**Task brief**. With every picture left out, give the data below back exactly.

**Dataset records**.
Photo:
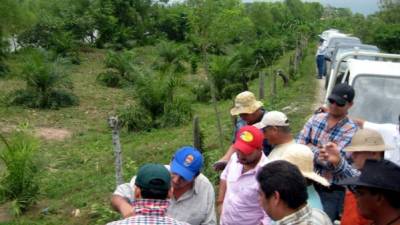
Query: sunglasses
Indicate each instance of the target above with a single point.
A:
(331, 101)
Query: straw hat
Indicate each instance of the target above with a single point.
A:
(245, 102)
(366, 140)
(302, 156)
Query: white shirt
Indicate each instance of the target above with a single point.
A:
(391, 136)
(196, 206)
(241, 206)
(280, 150)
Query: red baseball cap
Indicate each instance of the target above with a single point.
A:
(249, 139)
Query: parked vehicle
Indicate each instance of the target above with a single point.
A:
(332, 42)
(376, 83)
(344, 48)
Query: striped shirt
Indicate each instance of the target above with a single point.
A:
(306, 216)
(149, 212)
(317, 133)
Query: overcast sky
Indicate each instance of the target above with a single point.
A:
(360, 6)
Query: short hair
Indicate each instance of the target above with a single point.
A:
(283, 177)
(284, 129)
(152, 193)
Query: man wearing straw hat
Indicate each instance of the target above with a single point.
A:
(377, 191)
(250, 111)
(366, 144)
(275, 126)
(302, 157)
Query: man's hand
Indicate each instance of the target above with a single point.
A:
(221, 195)
(330, 153)
(359, 122)
(122, 205)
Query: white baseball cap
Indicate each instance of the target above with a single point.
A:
(273, 118)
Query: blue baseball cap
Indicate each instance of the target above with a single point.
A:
(187, 162)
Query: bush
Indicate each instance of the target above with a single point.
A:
(50, 34)
(176, 112)
(3, 45)
(231, 90)
(157, 104)
(135, 118)
(53, 100)
(171, 57)
(19, 182)
(110, 79)
(121, 69)
(47, 85)
(202, 91)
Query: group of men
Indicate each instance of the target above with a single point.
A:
(334, 170)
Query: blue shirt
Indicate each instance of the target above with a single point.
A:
(314, 201)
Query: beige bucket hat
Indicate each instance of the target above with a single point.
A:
(302, 156)
(366, 140)
(245, 102)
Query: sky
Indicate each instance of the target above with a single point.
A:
(365, 7)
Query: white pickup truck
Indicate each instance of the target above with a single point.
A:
(376, 84)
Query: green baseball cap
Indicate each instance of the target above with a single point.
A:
(153, 176)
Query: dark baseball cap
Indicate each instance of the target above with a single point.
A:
(342, 93)
(382, 174)
(153, 176)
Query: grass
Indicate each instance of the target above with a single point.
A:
(78, 173)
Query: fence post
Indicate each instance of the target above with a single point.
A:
(115, 125)
(273, 83)
(196, 134)
(261, 90)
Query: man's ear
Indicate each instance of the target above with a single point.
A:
(138, 192)
(350, 104)
(170, 193)
(276, 198)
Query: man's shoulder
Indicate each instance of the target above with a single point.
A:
(203, 181)
(144, 220)
(319, 217)
(319, 116)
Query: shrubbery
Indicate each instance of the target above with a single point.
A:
(47, 85)
(120, 69)
(158, 105)
(19, 182)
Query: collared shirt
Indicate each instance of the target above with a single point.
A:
(317, 133)
(322, 48)
(196, 206)
(241, 204)
(149, 212)
(306, 216)
(391, 136)
(351, 216)
(313, 200)
(344, 170)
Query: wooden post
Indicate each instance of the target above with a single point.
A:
(273, 84)
(261, 91)
(114, 124)
(196, 134)
(213, 98)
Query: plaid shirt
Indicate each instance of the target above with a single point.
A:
(306, 216)
(149, 212)
(317, 133)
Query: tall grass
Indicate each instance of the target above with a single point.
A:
(19, 182)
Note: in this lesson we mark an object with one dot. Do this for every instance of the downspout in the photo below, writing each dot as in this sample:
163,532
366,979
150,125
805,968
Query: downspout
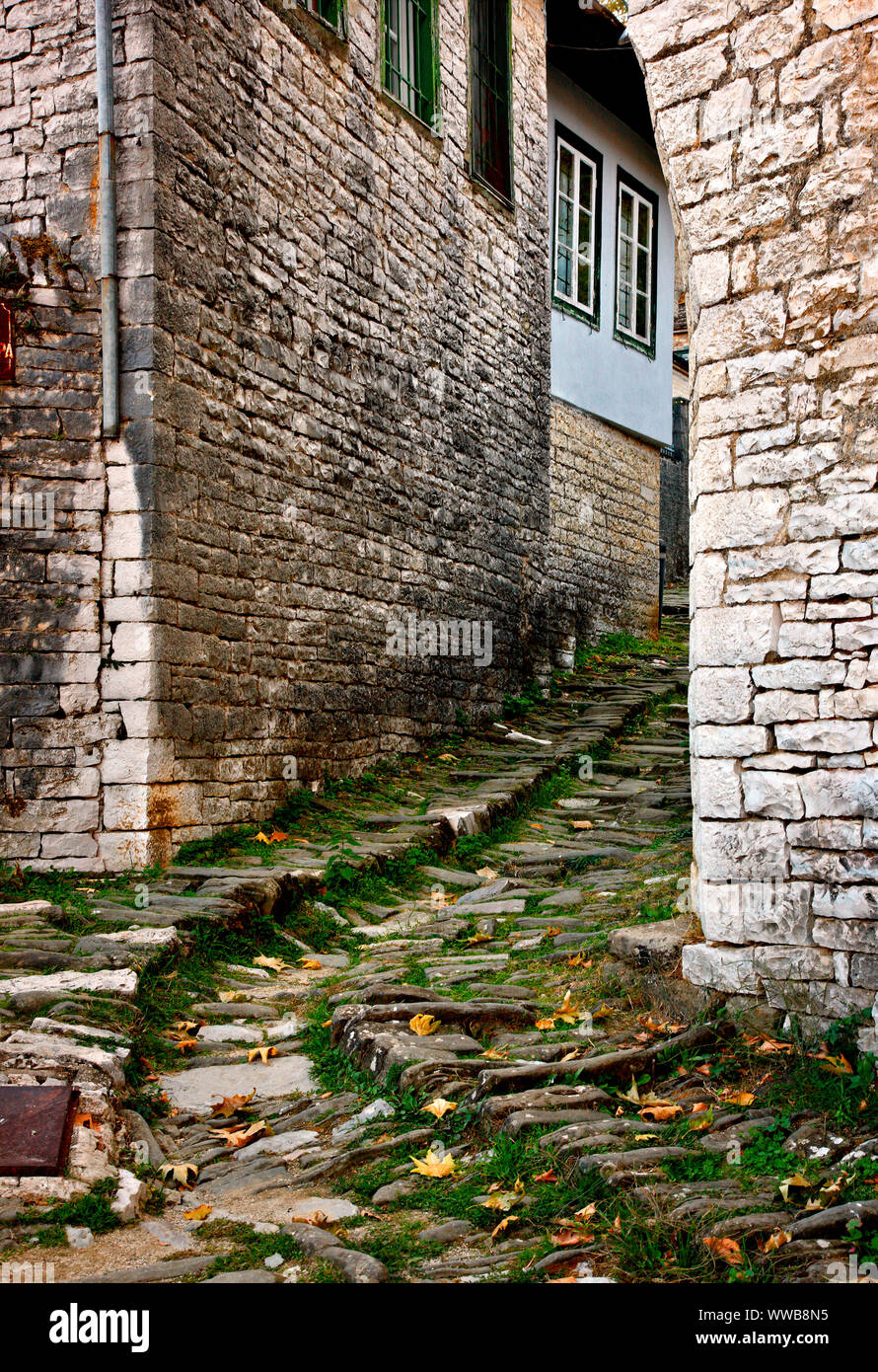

**Response to the exercise**.
Photo:
Query: sunglasses
Indicate each instance of the target above with a single point.
A:
(331, 101)
Query: straw hat
Indicate each instance of the target above with a single point.
A:
(245, 102)
(366, 140)
(302, 156)
Query: white shirt
Indicate each instance of the target above with a single point.
A:
(391, 136)
(196, 206)
(241, 206)
(280, 150)
Query: red baseball cap
Indicate each instance of the target above with a single point.
A:
(249, 139)
Query: parked vehicle
Indicate each instance of the target above with a single point.
A:
(332, 42)
(376, 83)
(344, 48)
Query: striped shirt
Indicate each instance of the target above with a single point.
A:
(306, 216)
(149, 212)
(317, 133)
Query: overcast sky
Indicate each instance of the target above with a single point.
A:
(360, 6)
Query: short hair
Indicate each instance of the target above with a single point.
A:
(283, 177)
(284, 129)
(152, 193)
Query: man wearing straw hat
Indicate each instance of the target above with a single point.
A:
(377, 191)
(250, 111)
(366, 144)
(275, 126)
(302, 157)
Query: man's hand
Indicate each instance of the target above with a single point.
A:
(221, 195)
(330, 153)
(359, 122)
(122, 205)
Query: white baseball cap
Indicate each instance of the target above with a single point.
A:
(273, 118)
Query: blue baseball cap
Indicate each instance of the target above with a single point.
A:
(187, 162)
Query: bush
Indicate each instance of the target above with a single point.
A:
(50, 34)
(176, 112)
(3, 45)
(231, 90)
(157, 104)
(135, 118)
(53, 100)
(171, 57)
(19, 182)
(110, 79)
(121, 69)
(47, 85)
(202, 91)
Query: group of men
Indicate each instance of the target above with a single point.
A:
(334, 170)
Query: blue shirt
Indicate each instance of the target above with a single point.
A:
(314, 201)
Query: beige bucket hat
Indicate each instance of the target above with a single point.
A:
(302, 156)
(366, 140)
(245, 102)
Query: sky
Indicate each instance of the target above with a single point.
A:
(365, 7)
Query: white pickup truck
Indicate each instance of the target above with a single point.
A:
(376, 84)
Query: green baseball cap
Indicate each instance of the target above with a single point.
A:
(153, 176)
Query: dark baseball cap
Indicate each instance of the target above with a single point.
A:
(342, 93)
(382, 174)
(153, 176)
Query: grass
Indicate each instance of the target above with a single point.
A:
(78, 173)
Query: fence post
Indicate each instance of the target above with a single point.
A:
(115, 125)
(273, 83)
(196, 134)
(261, 90)
Query: man's ear
Indicate each instance of the target above with a single point.
A:
(138, 192)
(350, 104)
(170, 193)
(276, 198)
Query: man's shoulder
Indicate each instance of the target above with a single point.
A:
(203, 181)
(144, 220)
(319, 217)
(319, 116)
Query: shrubbery
Indicate each instance of the target above with a single point.
A:
(47, 85)
(120, 69)
(158, 105)
(19, 182)
Query: collared shirt
Indicate each instance of the target above with a single point.
A:
(317, 133)
(322, 48)
(196, 206)
(241, 204)
(149, 212)
(306, 216)
(391, 136)
(351, 216)
(313, 200)
(344, 170)
Query: wooden post
Indicate each instance of the target above with a single point.
A:
(273, 84)
(261, 91)
(114, 124)
(196, 134)
(213, 98)
Query: plaid shirt
Indicate each instance of the target above with a single point.
A:
(306, 216)
(149, 212)
(317, 133)
Query: tall grass
Indicate each instance of the target above with a single point.
A:
(19, 182)
Note: in this lesson we mark an object with one dot. Do this for every instance of the downspout in the photo below, writing each dot as in this sample:
163,532
366,979
150,125
805,968
Query: downspout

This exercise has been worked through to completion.